(Named object pointing entries)
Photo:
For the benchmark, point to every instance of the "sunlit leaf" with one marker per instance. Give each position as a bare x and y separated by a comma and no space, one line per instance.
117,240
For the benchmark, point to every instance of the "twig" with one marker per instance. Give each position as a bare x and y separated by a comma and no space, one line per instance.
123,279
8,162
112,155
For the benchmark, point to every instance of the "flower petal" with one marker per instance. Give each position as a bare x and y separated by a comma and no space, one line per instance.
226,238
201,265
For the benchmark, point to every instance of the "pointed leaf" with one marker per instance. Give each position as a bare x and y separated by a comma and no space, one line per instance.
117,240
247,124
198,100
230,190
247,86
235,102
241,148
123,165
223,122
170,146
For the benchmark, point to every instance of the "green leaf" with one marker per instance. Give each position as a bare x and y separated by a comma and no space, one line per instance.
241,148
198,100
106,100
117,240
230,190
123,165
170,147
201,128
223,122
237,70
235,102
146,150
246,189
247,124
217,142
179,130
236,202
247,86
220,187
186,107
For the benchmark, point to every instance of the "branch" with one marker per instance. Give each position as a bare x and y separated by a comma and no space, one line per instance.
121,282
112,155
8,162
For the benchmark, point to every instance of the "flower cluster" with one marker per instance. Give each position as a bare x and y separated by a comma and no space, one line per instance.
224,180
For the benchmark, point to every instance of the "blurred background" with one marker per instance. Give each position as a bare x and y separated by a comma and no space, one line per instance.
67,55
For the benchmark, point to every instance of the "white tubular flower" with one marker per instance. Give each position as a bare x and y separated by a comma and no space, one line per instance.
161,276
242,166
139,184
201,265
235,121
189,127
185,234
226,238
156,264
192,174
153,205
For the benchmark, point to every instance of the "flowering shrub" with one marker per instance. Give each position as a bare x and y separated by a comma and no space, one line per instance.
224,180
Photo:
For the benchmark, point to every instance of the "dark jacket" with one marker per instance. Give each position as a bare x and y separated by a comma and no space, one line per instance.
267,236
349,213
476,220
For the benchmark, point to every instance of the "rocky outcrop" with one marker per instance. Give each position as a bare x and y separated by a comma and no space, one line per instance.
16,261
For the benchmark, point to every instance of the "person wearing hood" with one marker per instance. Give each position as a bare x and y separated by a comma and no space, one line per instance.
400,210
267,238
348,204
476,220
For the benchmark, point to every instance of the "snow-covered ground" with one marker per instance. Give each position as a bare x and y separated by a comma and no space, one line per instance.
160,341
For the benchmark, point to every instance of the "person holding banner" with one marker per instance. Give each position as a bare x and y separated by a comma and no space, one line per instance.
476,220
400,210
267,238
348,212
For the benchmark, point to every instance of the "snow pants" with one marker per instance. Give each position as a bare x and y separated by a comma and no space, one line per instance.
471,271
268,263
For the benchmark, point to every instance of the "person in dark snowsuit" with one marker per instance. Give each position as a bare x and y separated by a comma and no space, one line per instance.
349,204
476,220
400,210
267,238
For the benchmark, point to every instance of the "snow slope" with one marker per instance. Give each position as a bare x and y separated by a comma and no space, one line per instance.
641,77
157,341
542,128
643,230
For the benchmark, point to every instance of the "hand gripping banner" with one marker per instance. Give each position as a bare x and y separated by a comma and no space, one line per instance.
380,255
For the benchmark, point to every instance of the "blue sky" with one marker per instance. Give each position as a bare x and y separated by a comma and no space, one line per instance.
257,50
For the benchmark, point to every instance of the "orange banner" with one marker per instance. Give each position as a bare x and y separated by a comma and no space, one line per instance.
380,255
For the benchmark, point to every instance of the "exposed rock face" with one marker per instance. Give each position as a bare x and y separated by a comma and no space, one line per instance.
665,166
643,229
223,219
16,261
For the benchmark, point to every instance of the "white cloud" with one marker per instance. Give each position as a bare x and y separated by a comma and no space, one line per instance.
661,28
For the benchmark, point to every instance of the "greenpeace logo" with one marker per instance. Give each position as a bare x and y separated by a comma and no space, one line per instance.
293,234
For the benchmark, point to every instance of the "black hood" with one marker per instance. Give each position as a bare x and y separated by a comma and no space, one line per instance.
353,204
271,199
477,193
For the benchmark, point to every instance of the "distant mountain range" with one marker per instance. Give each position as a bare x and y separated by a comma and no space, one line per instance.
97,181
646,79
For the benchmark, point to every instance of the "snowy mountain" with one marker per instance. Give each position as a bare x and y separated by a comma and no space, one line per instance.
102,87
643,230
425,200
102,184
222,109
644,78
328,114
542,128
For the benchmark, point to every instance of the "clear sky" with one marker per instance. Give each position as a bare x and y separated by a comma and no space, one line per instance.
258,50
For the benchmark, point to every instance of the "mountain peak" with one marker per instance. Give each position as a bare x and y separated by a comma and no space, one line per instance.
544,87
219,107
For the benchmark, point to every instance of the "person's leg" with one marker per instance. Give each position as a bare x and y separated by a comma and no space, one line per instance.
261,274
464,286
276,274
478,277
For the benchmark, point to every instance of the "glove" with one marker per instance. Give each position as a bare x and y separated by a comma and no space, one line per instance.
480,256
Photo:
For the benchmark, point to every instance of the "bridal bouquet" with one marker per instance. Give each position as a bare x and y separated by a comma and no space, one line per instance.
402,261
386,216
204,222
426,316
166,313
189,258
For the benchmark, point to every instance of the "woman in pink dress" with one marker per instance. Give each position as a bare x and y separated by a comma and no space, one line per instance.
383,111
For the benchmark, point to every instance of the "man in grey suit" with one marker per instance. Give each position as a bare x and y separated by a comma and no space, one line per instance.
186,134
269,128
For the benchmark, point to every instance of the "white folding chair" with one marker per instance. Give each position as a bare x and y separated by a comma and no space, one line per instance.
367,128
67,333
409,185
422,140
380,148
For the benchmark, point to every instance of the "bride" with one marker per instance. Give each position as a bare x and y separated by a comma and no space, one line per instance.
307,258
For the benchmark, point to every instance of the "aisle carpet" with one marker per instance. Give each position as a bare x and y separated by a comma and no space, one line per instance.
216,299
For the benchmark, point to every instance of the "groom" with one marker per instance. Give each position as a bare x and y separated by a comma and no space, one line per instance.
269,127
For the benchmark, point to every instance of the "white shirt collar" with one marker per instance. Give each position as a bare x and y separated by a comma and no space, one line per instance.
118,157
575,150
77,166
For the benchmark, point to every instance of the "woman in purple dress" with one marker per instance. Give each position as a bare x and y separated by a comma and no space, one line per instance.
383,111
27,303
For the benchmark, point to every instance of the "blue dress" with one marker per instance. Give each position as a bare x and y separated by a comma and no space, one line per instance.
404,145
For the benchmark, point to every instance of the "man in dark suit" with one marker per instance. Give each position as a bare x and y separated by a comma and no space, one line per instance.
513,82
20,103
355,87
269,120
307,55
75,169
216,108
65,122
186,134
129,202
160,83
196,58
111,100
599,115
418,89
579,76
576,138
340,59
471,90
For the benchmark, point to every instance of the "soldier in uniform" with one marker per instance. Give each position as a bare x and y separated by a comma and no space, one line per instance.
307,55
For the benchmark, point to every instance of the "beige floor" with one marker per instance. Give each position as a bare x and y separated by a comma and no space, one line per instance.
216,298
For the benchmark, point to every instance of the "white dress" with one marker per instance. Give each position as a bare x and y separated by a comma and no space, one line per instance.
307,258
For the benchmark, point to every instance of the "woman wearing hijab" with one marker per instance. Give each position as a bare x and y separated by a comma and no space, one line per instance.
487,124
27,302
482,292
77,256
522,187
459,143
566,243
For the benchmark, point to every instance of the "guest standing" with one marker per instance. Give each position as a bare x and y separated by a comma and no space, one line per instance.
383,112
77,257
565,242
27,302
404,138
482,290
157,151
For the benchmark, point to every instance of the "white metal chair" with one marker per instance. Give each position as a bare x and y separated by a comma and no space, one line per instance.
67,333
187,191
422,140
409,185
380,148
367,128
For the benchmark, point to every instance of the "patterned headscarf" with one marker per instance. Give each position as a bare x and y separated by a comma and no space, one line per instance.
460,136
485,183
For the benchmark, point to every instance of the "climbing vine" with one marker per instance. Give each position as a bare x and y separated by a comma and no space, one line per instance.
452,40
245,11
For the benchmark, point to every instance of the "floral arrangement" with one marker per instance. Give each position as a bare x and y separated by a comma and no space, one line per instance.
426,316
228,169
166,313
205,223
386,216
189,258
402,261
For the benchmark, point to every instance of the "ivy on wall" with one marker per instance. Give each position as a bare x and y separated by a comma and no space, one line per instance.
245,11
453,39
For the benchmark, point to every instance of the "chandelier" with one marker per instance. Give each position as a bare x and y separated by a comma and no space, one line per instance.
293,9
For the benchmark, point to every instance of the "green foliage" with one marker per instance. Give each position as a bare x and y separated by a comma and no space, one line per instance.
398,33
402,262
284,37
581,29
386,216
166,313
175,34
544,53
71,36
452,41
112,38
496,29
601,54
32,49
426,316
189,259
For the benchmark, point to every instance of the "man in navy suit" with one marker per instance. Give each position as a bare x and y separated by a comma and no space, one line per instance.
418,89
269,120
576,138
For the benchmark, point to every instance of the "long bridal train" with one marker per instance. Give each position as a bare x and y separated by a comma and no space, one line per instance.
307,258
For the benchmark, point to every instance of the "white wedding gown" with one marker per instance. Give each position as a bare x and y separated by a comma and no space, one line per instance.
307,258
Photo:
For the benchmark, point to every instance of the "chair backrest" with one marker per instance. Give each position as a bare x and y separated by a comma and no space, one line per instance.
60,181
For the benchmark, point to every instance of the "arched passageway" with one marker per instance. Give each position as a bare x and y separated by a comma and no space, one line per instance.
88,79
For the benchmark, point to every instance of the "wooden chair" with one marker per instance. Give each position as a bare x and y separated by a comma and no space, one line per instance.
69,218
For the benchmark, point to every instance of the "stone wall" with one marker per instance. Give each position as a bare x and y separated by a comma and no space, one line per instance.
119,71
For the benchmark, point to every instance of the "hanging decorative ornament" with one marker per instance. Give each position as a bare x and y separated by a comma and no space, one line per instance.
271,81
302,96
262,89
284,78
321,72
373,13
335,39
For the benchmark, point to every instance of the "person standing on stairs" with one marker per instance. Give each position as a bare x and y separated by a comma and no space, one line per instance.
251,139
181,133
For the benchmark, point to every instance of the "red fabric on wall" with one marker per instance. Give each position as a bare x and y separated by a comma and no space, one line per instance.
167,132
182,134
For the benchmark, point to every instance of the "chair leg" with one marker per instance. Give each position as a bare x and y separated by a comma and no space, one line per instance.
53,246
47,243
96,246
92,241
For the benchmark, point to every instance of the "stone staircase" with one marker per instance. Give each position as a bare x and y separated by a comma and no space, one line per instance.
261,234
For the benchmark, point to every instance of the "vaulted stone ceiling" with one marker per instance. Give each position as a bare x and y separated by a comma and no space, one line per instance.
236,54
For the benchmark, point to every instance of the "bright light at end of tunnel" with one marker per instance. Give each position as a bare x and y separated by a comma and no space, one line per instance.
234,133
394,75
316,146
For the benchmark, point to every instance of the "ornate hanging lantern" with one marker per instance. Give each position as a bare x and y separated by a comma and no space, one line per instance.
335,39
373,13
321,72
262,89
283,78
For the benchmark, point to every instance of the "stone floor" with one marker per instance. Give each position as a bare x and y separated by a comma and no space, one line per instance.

- [Stated exercise]
Everything from the line containing "light at end" through the final line of the listing, inclusive, must be reproduced exactly; leave out the rest.

- [Solution for this problem]
For the benchmark, point to every instance of the "bright light at end of tunnel" with one marker per instance. Give each position as a bare x and y separated by a comma and no space, one line per instance.
234,133
394,75
316,146
For the benchmark, point to every instance of the "ornate hanging lantern" with one marker per instance. Give each position as a bare x and y separated by a comma and no space, one line per instance.
335,39
373,13
321,72
262,89
283,78
For the benchmark, point to every instance of the "stone floor" with one marker per instance. Give each position as a bare x and y separated by a comma and no space, one line per instance.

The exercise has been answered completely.